JURISDICTION : SUPREME COURT OF WESTERN AUSTRALIA
- IN CIVIL
- Objector
AND
EXECUTIVE DIRECTOR, FISHERIES WA
Respondent
BELLOTTIE AQUACULTURE GROUP ABORIGINAL CORPORATION
Intervener
Catchwords:
Fish and fisheries - Application to vary aquaculture licence - Effect of renewal of licence - Objection - Construction of Fisheries Resource Management Act - Authority of Executive Director - Jurisdiction of tribunal created by statute - Questions of law - Delegation by Executive Director
Legislation:
Fish Resources Management Act 1994 (WA)
Public Sector Management Act 1994 (WA)
(Page 2)

[STORED RECORDS]
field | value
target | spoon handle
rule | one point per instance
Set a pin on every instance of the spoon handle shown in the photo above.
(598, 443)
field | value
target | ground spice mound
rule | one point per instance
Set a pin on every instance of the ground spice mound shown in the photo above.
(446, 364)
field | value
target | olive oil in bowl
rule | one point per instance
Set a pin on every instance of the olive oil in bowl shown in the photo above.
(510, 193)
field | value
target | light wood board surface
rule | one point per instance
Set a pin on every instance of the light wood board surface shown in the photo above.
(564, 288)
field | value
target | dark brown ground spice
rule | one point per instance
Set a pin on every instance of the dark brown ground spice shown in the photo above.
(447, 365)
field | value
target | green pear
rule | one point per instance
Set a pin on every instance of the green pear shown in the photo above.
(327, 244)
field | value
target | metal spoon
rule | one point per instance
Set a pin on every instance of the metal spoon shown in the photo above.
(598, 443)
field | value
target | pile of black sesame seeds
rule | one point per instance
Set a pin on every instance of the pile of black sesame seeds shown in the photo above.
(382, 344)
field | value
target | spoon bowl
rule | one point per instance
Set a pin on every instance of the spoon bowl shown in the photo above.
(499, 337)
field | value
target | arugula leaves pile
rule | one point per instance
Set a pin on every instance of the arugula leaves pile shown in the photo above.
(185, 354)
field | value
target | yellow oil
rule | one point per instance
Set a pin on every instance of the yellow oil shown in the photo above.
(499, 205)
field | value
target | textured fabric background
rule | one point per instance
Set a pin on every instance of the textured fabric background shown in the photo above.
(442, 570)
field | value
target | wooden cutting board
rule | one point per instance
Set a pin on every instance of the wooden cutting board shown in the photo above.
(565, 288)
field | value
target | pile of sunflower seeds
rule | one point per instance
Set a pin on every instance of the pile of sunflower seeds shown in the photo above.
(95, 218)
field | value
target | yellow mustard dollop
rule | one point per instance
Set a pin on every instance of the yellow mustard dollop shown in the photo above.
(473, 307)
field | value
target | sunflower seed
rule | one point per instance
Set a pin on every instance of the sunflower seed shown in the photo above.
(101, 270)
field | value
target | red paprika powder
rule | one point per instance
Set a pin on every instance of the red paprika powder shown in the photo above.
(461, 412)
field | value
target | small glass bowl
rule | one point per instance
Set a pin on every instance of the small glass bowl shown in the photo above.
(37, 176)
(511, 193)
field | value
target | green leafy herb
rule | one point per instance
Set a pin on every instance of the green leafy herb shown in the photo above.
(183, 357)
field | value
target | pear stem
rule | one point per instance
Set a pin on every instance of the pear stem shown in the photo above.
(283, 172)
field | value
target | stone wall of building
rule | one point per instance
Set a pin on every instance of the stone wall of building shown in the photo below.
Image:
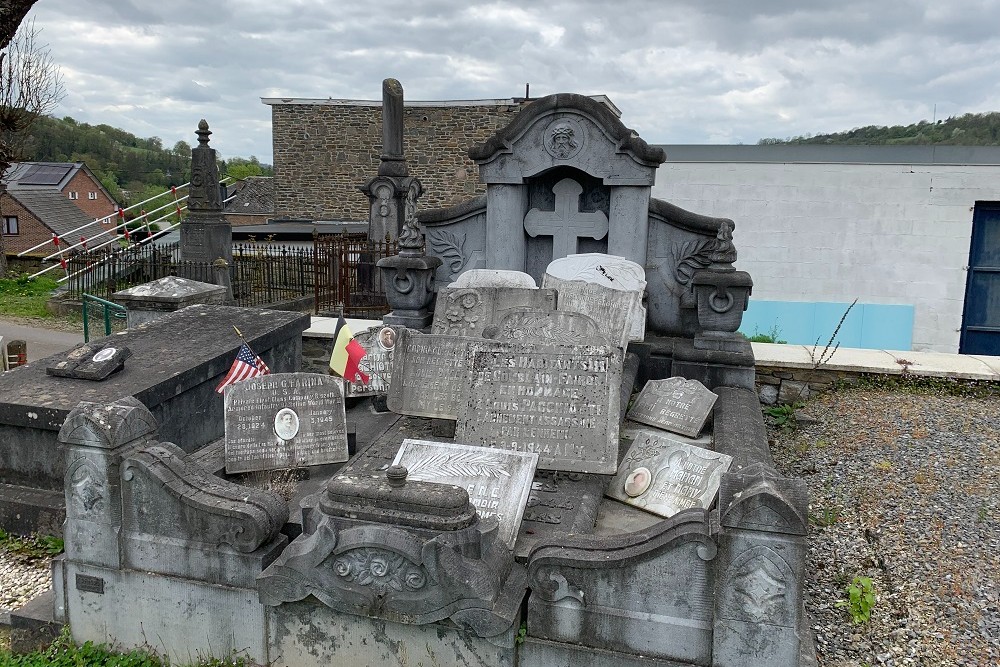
(324, 151)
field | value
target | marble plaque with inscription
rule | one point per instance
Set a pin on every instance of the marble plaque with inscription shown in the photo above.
(666, 476)
(561, 402)
(428, 371)
(285, 420)
(498, 482)
(615, 311)
(468, 311)
(674, 404)
(554, 327)
(379, 343)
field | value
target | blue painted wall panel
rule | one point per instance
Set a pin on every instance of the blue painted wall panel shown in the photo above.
(868, 325)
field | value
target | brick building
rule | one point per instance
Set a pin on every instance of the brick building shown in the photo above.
(325, 149)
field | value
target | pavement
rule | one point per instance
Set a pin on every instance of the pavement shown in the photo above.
(41, 342)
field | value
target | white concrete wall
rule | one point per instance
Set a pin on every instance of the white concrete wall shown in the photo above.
(881, 233)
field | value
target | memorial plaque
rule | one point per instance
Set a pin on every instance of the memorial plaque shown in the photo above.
(666, 476)
(468, 311)
(377, 364)
(285, 420)
(494, 278)
(561, 402)
(428, 373)
(674, 404)
(555, 327)
(498, 482)
(614, 311)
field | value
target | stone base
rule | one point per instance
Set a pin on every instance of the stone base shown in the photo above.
(33, 627)
(713, 368)
(25, 510)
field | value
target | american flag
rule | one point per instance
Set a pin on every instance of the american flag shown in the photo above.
(247, 365)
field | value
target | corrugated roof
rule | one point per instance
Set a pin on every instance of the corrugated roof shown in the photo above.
(55, 211)
(255, 197)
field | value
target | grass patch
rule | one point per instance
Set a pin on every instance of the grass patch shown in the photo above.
(24, 297)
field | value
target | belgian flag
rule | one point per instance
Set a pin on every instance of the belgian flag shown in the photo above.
(347, 354)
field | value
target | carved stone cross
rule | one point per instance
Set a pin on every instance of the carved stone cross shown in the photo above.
(567, 222)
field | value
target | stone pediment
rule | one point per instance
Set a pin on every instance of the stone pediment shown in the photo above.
(567, 130)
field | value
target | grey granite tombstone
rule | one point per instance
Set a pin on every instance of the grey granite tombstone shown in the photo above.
(611, 271)
(561, 402)
(613, 310)
(467, 311)
(498, 482)
(494, 278)
(378, 343)
(674, 404)
(285, 420)
(555, 327)
(153, 300)
(665, 476)
(90, 361)
(428, 371)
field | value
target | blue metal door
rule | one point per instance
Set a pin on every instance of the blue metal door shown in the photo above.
(981, 320)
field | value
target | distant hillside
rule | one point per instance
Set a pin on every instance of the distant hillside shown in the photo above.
(972, 129)
(130, 167)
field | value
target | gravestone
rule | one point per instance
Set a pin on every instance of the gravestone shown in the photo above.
(613, 310)
(494, 278)
(674, 404)
(617, 273)
(467, 311)
(561, 402)
(664, 476)
(285, 420)
(90, 361)
(498, 482)
(556, 327)
(153, 300)
(378, 343)
(567, 223)
(428, 372)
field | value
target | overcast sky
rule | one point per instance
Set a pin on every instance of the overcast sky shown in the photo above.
(681, 71)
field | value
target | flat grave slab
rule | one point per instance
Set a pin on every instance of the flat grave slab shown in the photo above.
(498, 481)
(286, 420)
(674, 404)
(666, 476)
(562, 402)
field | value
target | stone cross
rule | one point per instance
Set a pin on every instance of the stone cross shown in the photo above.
(567, 222)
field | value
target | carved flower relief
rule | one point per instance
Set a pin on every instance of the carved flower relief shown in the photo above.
(381, 569)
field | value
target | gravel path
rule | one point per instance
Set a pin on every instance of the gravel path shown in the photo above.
(905, 489)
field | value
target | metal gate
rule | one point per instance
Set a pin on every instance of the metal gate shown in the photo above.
(981, 319)
(347, 279)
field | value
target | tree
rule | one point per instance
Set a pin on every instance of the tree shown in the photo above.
(30, 86)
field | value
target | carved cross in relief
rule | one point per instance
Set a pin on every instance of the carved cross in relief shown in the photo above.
(567, 223)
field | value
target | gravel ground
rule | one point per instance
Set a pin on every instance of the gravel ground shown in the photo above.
(904, 489)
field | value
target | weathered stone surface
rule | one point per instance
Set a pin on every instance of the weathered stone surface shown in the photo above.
(494, 278)
(614, 311)
(90, 361)
(469, 311)
(558, 327)
(498, 482)
(666, 476)
(378, 343)
(428, 373)
(561, 402)
(285, 420)
(674, 404)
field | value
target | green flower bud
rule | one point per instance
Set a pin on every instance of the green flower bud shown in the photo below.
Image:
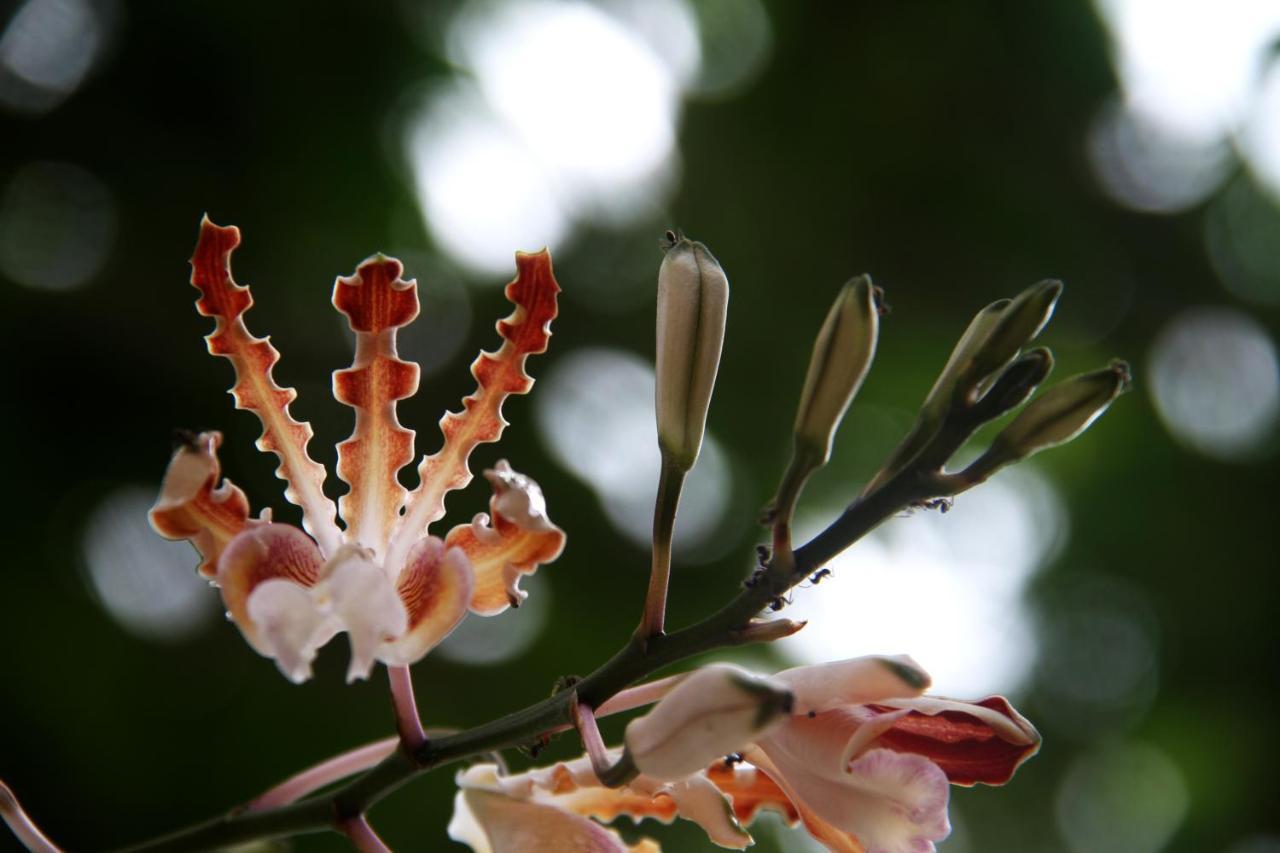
(693, 302)
(1018, 324)
(841, 357)
(1055, 418)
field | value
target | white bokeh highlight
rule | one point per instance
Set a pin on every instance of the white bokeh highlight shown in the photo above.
(1216, 383)
(595, 414)
(946, 589)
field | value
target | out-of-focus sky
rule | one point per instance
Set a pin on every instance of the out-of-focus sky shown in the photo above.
(1116, 588)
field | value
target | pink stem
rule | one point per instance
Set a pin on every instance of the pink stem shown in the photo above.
(362, 835)
(407, 721)
(22, 825)
(639, 694)
(584, 720)
(297, 787)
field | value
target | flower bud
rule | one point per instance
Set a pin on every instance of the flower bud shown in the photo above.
(1018, 324)
(716, 711)
(841, 357)
(1056, 416)
(1014, 386)
(693, 302)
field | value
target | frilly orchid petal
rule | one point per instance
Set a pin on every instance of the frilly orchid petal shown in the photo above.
(574, 787)
(519, 539)
(434, 587)
(490, 821)
(195, 505)
(366, 603)
(498, 375)
(883, 802)
(717, 710)
(856, 680)
(255, 387)
(265, 575)
(973, 742)
(376, 304)
(288, 626)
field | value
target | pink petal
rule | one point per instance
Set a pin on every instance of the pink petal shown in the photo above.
(255, 388)
(376, 304)
(435, 588)
(492, 822)
(265, 575)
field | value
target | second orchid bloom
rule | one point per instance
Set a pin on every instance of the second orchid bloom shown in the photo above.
(383, 579)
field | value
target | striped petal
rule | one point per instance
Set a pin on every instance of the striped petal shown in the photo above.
(972, 742)
(434, 588)
(490, 822)
(376, 304)
(511, 542)
(498, 375)
(574, 787)
(255, 388)
(195, 503)
(266, 575)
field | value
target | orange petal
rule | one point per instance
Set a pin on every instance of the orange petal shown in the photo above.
(376, 304)
(498, 374)
(521, 538)
(279, 564)
(973, 742)
(193, 505)
(255, 388)
(434, 587)
(492, 822)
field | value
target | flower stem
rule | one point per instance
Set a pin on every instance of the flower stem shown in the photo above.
(670, 483)
(362, 835)
(407, 723)
(639, 658)
(19, 821)
(312, 779)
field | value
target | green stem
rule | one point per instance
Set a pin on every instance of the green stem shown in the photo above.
(639, 658)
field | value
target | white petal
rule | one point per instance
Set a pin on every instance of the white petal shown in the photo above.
(364, 600)
(289, 626)
(716, 711)
(858, 680)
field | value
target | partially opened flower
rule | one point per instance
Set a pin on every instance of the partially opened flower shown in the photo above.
(867, 762)
(382, 578)
(863, 761)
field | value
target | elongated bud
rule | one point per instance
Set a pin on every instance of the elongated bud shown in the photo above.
(693, 302)
(716, 711)
(1055, 418)
(1019, 323)
(841, 357)
(1014, 384)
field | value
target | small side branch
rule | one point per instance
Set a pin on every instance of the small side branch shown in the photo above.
(408, 724)
(21, 824)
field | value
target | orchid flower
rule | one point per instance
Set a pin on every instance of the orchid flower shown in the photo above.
(864, 762)
(394, 589)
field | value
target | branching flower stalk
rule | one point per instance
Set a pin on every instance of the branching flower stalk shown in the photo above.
(397, 591)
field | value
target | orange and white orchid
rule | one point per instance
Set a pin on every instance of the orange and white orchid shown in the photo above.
(864, 762)
(382, 578)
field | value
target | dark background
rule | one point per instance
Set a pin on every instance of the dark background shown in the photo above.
(941, 146)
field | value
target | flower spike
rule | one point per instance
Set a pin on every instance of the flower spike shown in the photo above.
(498, 375)
(255, 387)
(376, 304)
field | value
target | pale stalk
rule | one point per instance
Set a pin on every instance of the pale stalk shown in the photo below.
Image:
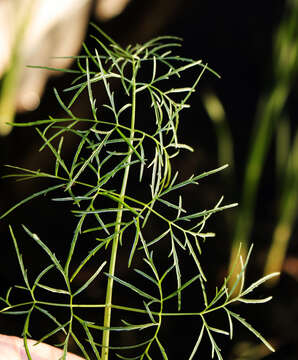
(109, 291)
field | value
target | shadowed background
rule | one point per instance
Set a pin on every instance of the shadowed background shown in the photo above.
(247, 118)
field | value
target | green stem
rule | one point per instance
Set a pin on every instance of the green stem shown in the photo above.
(109, 291)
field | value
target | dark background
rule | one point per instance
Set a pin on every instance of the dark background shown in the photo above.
(235, 39)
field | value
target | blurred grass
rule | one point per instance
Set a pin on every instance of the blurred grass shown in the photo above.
(270, 121)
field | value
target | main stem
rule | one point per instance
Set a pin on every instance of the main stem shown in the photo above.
(109, 291)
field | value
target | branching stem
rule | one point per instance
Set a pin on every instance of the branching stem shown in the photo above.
(109, 291)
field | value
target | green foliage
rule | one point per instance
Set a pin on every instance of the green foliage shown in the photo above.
(111, 147)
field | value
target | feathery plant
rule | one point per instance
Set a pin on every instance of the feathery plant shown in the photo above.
(113, 149)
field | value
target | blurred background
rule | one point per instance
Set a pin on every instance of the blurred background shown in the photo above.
(247, 119)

[EXERCISE REQUIREMENTS]
Which roles for the parties does the court header above the entries name?

[OUTPUT FOR THIS EXERCISE]
Objector, Respondent, Intervener